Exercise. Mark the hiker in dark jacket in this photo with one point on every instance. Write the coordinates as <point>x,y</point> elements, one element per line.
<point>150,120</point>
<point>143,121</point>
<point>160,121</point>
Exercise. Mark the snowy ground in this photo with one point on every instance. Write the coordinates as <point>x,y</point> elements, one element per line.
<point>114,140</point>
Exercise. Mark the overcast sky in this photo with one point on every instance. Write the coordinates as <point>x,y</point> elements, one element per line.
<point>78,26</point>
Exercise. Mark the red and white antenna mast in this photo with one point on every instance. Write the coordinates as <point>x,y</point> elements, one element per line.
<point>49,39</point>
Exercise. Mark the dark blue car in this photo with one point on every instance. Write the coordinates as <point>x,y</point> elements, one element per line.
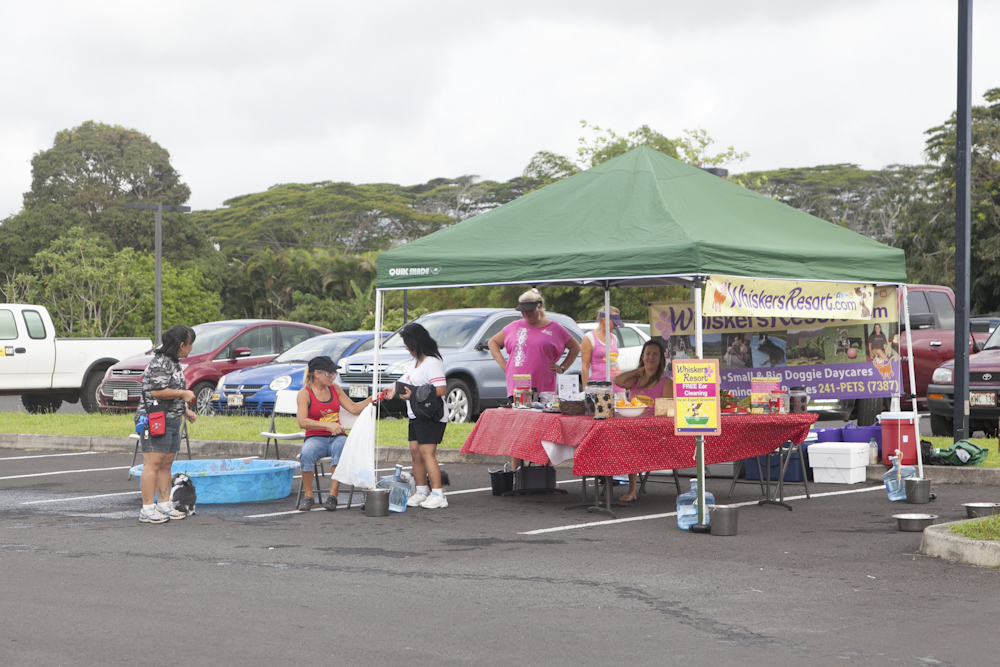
<point>252,390</point>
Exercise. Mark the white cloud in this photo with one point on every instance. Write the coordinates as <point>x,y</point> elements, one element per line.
<point>248,94</point>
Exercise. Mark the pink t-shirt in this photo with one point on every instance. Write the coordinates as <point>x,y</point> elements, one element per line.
<point>531,351</point>
<point>656,391</point>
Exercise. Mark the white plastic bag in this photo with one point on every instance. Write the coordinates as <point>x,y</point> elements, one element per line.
<point>357,461</point>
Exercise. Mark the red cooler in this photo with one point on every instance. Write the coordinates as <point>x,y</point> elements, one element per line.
<point>899,431</point>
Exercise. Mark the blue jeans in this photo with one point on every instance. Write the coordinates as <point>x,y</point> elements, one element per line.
<point>169,442</point>
<point>318,446</point>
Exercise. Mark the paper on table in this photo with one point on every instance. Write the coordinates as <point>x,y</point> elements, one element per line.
<point>568,385</point>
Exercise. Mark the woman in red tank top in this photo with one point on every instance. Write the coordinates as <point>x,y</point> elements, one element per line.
<point>319,404</point>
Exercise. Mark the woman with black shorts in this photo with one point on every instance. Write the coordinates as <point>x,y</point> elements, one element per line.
<point>424,434</point>
<point>164,389</point>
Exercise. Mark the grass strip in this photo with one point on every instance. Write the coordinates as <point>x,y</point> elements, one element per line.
<point>987,528</point>
<point>391,432</point>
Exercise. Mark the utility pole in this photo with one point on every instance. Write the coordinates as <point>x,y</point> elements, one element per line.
<point>159,208</point>
<point>963,235</point>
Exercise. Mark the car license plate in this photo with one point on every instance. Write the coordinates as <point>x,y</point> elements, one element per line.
<point>987,398</point>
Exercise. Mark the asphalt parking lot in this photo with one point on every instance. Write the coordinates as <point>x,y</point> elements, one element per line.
<point>515,580</point>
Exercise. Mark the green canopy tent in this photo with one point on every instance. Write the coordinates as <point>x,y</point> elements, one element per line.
<point>640,219</point>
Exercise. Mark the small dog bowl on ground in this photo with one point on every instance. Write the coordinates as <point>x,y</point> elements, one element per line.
<point>914,523</point>
<point>235,480</point>
<point>975,510</point>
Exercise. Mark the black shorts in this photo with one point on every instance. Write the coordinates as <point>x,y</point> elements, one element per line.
<point>426,432</point>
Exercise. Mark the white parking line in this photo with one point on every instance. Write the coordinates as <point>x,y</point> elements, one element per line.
<point>66,500</point>
<point>46,456</point>
<point>65,472</point>
<point>610,522</point>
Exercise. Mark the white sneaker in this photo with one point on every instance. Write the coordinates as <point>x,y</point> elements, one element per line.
<point>153,516</point>
<point>435,502</point>
<point>172,513</point>
<point>416,499</point>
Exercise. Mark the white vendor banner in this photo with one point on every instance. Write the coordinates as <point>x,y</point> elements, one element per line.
<point>743,297</point>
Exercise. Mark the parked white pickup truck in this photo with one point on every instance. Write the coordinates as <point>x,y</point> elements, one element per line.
<point>46,370</point>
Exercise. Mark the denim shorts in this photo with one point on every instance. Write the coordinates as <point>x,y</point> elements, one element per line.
<point>168,443</point>
<point>319,446</point>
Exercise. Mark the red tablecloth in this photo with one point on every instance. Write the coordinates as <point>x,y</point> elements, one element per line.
<point>619,446</point>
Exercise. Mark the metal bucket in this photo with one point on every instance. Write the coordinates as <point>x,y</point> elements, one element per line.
<point>723,519</point>
<point>376,502</point>
<point>918,490</point>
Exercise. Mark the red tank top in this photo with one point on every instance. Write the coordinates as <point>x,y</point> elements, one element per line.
<point>324,412</point>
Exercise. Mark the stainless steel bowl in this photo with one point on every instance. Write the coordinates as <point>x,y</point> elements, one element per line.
<point>974,510</point>
<point>914,523</point>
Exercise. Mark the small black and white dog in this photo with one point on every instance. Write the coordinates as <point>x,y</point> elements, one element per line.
<point>183,493</point>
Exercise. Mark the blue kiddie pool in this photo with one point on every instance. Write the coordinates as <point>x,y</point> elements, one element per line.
<point>236,480</point>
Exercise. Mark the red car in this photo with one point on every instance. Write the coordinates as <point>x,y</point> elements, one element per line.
<point>219,348</point>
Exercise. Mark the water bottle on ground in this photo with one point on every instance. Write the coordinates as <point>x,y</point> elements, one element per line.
<point>687,506</point>
<point>893,479</point>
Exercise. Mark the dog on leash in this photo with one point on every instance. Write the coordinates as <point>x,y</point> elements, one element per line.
<point>183,493</point>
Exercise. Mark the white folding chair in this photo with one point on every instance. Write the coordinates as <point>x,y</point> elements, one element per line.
<point>284,404</point>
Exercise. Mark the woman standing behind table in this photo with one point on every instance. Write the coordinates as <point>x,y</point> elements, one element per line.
<point>534,345</point>
<point>164,389</point>
<point>424,434</point>
<point>647,380</point>
<point>318,412</point>
<point>593,352</point>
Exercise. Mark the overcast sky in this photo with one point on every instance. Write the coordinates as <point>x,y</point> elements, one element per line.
<point>245,95</point>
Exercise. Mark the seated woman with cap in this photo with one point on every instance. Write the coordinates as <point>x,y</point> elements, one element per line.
<point>319,403</point>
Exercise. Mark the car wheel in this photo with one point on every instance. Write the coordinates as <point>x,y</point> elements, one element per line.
<point>90,393</point>
<point>941,425</point>
<point>459,401</point>
<point>203,398</point>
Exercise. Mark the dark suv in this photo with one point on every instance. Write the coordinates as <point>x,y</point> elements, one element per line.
<point>219,348</point>
<point>475,381</point>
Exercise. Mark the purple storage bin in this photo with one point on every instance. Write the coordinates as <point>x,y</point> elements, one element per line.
<point>828,434</point>
<point>854,433</point>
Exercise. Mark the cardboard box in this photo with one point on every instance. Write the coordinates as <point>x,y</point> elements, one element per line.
<point>843,455</point>
<point>839,475</point>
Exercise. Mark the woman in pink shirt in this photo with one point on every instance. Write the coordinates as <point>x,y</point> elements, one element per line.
<point>647,380</point>
<point>534,344</point>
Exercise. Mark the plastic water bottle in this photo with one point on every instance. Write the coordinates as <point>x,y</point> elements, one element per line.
<point>893,479</point>
<point>399,489</point>
<point>687,506</point>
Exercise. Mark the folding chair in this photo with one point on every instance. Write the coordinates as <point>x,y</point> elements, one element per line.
<point>138,442</point>
<point>347,421</point>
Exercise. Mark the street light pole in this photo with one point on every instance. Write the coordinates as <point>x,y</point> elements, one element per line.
<point>159,208</point>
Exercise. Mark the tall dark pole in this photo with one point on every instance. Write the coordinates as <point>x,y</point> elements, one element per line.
<point>159,208</point>
<point>963,198</point>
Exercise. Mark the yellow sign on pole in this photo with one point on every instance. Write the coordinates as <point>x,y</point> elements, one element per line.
<point>697,400</point>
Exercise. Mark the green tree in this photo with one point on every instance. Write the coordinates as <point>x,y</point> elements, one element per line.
<point>88,288</point>
<point>84,180</point>
<point>985,210</point>
<point>604,144</point>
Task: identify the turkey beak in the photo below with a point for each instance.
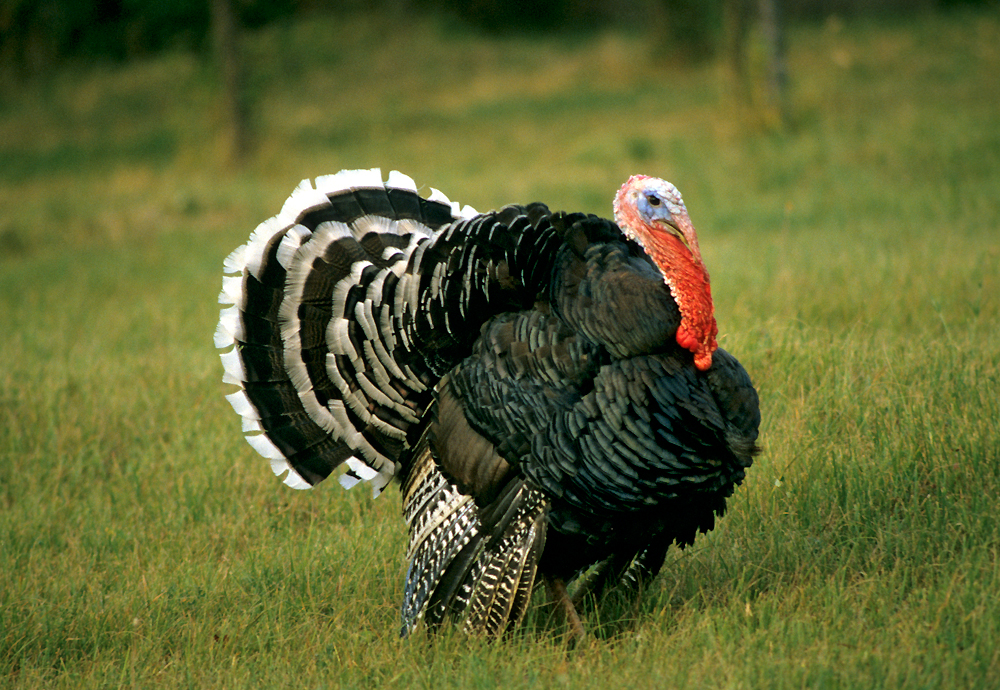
(671, 226)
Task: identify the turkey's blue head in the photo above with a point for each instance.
(651, 212)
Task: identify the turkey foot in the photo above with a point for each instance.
(561, 598)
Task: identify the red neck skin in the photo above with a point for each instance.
(686, 276)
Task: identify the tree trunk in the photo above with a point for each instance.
(772, 28)
(229, 60)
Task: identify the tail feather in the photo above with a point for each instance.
(468, 564)
(341, 313)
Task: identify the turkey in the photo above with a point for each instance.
(545, 387)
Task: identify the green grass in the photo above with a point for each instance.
(855, 260)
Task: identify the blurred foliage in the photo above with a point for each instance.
(37, 35)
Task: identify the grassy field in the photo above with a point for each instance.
(855, 260)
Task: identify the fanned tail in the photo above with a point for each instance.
(345, 309)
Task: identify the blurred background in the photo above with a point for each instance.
(840, 160)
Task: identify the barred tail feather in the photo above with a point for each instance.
(460, 569)
(341, 313)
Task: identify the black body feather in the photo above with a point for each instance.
(516, 370)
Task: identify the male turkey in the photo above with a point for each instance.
(545, 386)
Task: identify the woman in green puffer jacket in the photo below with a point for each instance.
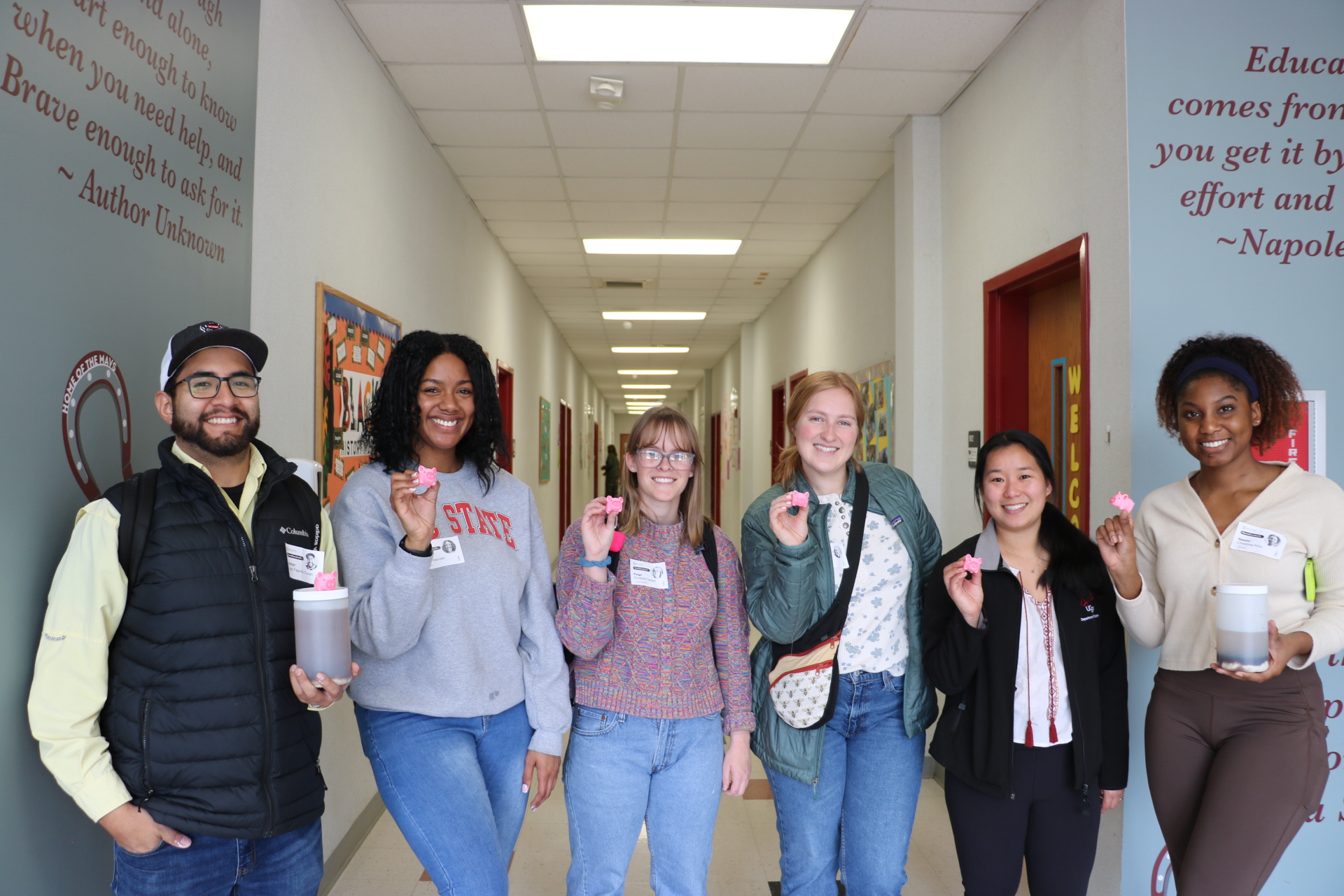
(862, 769)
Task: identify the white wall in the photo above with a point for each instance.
(351, 194)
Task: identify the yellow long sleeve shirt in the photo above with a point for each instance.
(84, 610)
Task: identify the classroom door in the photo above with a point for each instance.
(1037, 365)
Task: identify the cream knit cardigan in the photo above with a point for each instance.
(1183, 556)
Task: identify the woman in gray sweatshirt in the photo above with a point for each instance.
(464, 694)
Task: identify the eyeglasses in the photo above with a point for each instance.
(654, 457)
(207, 386)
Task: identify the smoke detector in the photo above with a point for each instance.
(606, 92)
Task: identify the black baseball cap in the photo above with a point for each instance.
(209, 335)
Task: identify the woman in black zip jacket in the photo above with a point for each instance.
(1031, 657)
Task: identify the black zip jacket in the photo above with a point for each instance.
(977, 669)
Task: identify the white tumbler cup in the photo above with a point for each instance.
(1243, 628)
(321, 633)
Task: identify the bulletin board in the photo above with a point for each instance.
(354, 343)
(875, 390)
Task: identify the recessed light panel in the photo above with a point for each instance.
(654, 316)
(760, 35)
(662, 246)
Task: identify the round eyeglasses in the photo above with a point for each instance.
(207, 384)
(654, 457)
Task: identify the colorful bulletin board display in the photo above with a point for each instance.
(354, 342)
(545, 429)
(875, 388)
(1306, 444)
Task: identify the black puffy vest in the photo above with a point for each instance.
(204, 729)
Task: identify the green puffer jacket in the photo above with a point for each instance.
(790, 587)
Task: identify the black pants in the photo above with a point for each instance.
(1043, 821)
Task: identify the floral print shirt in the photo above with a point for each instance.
(875, 634)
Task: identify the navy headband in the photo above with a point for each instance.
(1226, 367)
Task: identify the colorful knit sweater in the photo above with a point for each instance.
(657, 653)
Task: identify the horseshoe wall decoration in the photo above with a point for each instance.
(94, 371)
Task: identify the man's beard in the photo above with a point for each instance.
(194, 431)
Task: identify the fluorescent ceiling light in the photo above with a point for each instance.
(662, 246)
(654, 316)
(650, 349)
(758, 35)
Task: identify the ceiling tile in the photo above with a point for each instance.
(647, 88)
(850, 132)
(488, 188)
(465, 86)
(484, 128)
(820, 191)
(440, 33)
(723, 190)
(617, 211)
(713, 211)
(470, 162)
(790, 232)
(927, 41)
(615, 163)
(750, 88)
(806, 213)
(523, 211)
(729, 163)
(866, 92)
(825, 163)
(617, 188)
(533, 229)
(738, 130)
(612, 130)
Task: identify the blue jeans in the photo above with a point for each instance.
(283, 865)
(622, 771)
(859, 814)
(454, 788)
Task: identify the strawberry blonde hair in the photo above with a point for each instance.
(790, 465)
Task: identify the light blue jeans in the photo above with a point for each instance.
(858, 817)
(454, 788)
(622, 771)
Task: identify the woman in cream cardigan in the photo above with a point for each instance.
(1236, 760)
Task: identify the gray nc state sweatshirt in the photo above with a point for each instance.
(470, 631)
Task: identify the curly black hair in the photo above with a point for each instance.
(394, 415)
(1278, 387)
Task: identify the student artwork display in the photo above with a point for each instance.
(354, 342)
(875, 387)
(545, 429)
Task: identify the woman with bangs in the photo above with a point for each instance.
(846, 778)
(660, 671)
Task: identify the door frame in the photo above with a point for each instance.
(1006, 342)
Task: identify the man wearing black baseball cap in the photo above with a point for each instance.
(166, 699)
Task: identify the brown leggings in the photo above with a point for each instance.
(1234, 769)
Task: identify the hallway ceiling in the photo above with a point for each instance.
(777, 156)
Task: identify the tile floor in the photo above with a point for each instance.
-=-=-
▶ **Task to carry out**
The expected answer is the lines from the one containing "Task: identify the curly" through the end of the material, reproduced exactly with both ends kept.

▶ **Exercise output**
Task: identify the curly black hair in the photo above with a point for each instance.
(394, 415)
(1278, 387)
Task: identify the student artwork display in the photo above with a point for each instance.
(354, 342)
(875, 387)
(545, 429)
Task: identify the woman with bangs in the photo above with a point for each instance.
(846, 778)
(660, 671)
Task: identify the door frame in the photo above with a point for each instance.
(1006, 342)
Task: identify the man wearing black baseball cap in the photo above with a point for each instance.
(166, 699)
Task: identify the brown leggings in the photo above with a point for each instance.
(1234, 769)
Task: identify the hallway ceiling in the photo above with a point for each instance.
(777, 156)
Task: identify the tile floor in the photo above with a point for each instance.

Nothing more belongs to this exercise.